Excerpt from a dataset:

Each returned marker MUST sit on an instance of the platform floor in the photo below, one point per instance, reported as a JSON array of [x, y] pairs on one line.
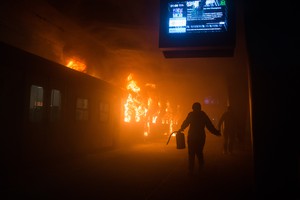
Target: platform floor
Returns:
[[144, 171]]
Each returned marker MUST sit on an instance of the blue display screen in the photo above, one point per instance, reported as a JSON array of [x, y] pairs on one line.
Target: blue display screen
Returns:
[[200, 16]]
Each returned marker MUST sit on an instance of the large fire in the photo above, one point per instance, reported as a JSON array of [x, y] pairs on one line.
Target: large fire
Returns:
[[76, 64], [144, 106]]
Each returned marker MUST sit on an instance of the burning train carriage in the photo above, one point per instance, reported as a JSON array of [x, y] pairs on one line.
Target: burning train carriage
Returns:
[[50, 111]]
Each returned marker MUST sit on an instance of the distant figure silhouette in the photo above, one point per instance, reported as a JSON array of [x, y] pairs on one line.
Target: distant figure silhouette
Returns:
[[227, 125], [197, 120]]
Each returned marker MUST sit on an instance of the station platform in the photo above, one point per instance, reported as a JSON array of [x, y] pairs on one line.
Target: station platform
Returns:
[[149, 170]]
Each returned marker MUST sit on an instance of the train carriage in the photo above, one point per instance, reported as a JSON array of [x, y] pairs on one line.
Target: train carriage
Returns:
[[51, 111]]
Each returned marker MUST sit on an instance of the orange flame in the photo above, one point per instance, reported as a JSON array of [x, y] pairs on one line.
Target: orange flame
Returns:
[[76, 64], [142, 108]]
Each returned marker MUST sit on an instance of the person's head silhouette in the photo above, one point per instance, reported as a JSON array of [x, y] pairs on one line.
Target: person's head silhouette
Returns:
[[196, 106]]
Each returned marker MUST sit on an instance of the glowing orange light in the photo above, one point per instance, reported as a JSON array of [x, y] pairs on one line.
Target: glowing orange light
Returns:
[[145, 108], [76, 65]]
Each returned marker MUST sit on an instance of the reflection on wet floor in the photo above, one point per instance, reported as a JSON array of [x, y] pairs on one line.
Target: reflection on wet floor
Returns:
[[149, 170]]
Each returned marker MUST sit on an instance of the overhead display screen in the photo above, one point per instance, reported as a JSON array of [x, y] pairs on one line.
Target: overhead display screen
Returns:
[[197, 16], [201, 24]]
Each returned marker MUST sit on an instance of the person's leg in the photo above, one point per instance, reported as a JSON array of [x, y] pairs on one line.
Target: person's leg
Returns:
[[231, 144], [191, 158], [199, 153], [225, 144]]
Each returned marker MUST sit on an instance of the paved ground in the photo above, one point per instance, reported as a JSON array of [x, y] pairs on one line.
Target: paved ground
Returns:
[[150, 170]]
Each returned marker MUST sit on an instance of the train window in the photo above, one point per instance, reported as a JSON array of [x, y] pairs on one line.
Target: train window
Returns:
[[55, 105], [103, 111], [81, 109], [36, 103]]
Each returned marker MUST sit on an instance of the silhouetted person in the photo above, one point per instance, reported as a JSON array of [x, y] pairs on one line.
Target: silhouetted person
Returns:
[[197, 120], [227, 124]]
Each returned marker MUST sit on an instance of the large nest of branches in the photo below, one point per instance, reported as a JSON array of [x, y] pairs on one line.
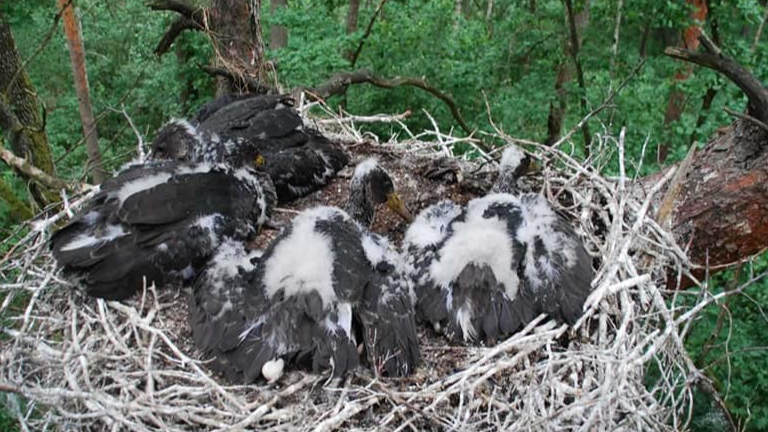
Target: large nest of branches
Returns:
[[71, 362]]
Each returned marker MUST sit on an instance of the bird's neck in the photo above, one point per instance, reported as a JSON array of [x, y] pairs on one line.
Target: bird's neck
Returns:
[[358, 205]]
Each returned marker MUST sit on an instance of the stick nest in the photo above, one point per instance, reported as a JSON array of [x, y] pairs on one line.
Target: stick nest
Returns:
[[72, 362]]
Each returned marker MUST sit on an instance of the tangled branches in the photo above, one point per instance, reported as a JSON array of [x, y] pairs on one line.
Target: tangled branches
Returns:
[[76, 362]]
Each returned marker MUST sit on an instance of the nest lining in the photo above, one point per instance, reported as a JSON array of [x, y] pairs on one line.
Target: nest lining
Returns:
[[71, 362]]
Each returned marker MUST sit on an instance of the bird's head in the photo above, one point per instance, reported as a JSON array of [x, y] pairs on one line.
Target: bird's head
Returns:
[[374, 183], [176, 140]]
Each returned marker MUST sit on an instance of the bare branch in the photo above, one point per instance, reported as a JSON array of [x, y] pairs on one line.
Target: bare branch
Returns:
[[747, 117], [30, 171], [339, 83], [575, 45], [368, 29], [714, 59], [178, 26], [191, 18], [47, 38], [239, 80]]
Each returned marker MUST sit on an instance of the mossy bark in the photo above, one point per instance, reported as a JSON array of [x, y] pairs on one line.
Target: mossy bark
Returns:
[[21, 119]]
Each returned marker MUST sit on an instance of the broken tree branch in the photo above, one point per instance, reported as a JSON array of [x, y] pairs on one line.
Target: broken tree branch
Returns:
[[714, 59], [359, 49], [31, 171], [239, 80], [178, 26], [575, 45], [339, 83], [746, 117]]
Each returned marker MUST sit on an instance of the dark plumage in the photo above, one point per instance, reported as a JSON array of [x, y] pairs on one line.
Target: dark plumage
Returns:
[[325, 286], [484, 271], [260, 130], [161, 221], [210, 107]]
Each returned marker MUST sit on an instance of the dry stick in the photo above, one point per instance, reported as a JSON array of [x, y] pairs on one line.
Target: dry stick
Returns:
[[602, 106], [339, 82], [747, 117]]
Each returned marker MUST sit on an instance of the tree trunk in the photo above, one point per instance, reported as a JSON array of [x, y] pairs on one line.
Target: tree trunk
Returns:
[[565, 71], [718, 214], [278, 35], [677, 98], [77, 57], [352, 14], [236, 29], [20, 117]]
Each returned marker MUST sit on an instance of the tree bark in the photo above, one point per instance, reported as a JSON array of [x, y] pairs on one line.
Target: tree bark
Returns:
[[19, 210], [352, 15], [720, 212], [77, 57], [278, 34], [235, 27], [20, 116], [677, 98]]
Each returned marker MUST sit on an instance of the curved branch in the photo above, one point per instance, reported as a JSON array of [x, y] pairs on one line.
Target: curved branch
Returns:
[[30, 171], [714, 59], [191, 18], [178, 6], [339, 83]]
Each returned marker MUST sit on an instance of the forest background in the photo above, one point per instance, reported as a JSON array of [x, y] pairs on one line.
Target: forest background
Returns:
[[513, 58]]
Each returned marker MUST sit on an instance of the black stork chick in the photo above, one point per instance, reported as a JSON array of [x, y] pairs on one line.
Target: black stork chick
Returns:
[[160, 221], [260, 130], [327, 294], [485, 270]]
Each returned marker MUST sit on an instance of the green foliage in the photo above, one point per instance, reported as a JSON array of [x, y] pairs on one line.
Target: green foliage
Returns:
[[509, 60], [739, 355]]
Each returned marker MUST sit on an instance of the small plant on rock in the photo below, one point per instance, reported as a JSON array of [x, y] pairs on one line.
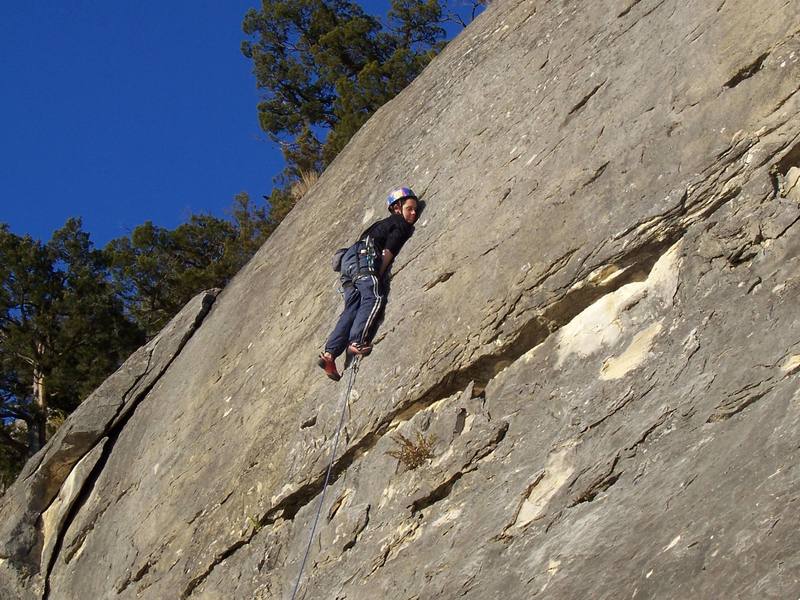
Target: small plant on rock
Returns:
[[411, 453]]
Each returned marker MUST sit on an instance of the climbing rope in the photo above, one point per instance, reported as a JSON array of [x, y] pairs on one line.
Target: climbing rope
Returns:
[[353, 371]]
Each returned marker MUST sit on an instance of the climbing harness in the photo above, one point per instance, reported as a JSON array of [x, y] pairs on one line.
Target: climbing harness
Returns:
[[353, 371]]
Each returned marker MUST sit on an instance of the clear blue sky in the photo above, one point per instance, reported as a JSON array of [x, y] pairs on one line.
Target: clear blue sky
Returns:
[[119, 112]]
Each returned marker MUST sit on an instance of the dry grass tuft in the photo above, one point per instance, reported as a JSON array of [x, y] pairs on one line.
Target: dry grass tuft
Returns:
[[410, 453]]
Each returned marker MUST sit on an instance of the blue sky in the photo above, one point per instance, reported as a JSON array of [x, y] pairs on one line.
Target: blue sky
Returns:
[[120, 112]]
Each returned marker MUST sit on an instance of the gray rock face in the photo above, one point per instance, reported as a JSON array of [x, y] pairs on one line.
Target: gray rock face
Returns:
[[595, 329]]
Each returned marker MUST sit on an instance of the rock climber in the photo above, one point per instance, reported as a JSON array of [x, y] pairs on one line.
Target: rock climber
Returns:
[[365, 270]]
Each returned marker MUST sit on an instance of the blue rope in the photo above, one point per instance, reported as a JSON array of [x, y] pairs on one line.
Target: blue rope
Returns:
[[353, 371]]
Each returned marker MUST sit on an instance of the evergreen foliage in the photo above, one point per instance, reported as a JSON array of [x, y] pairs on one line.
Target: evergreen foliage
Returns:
[[63, 330], [325, 67], [156, 271]]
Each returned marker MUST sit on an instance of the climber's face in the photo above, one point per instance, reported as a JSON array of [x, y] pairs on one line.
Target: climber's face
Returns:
[[409, 210]]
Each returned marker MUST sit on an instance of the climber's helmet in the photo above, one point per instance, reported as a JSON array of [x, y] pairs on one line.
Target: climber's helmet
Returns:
[[399, 195]]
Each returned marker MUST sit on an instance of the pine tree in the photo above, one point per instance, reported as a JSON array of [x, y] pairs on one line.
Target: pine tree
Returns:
[[62, 331]]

→ **TASK**
Copy out the items above verbatim, starting at the line that contains "the bird's head" and ending at the line that contains "[[21, 119]]", with both of those lines included.

→ **EXERCISE SOLUTION**
Each returned marker MUST sit on an instance of the bird's head in the photo above, one point per instance, reported as a JSON array of [x, y] pairs on one line.
Target: bird's head
Returns:
[[374, 183], [176, 140]]
Each returned marker MUST sit on an instance of the bare branch in the photo above, one point per instance, reported as a JSON array of [x, y] pairs on one line.
Target: bare branch
Returns:
[[747, 117], [30, 171], [339, 83], [575, 45], [368, 29], [714, 59], [178, 26], [191, 18], [47, 38], [239, 80]]
Each returned marker MUST sit on an instance of the mossy bark in the photo above, one point per instance, reported as a JSON array of [x, y] pairs on one line.
Target: mossy bark
Returns:
[[21, 119]]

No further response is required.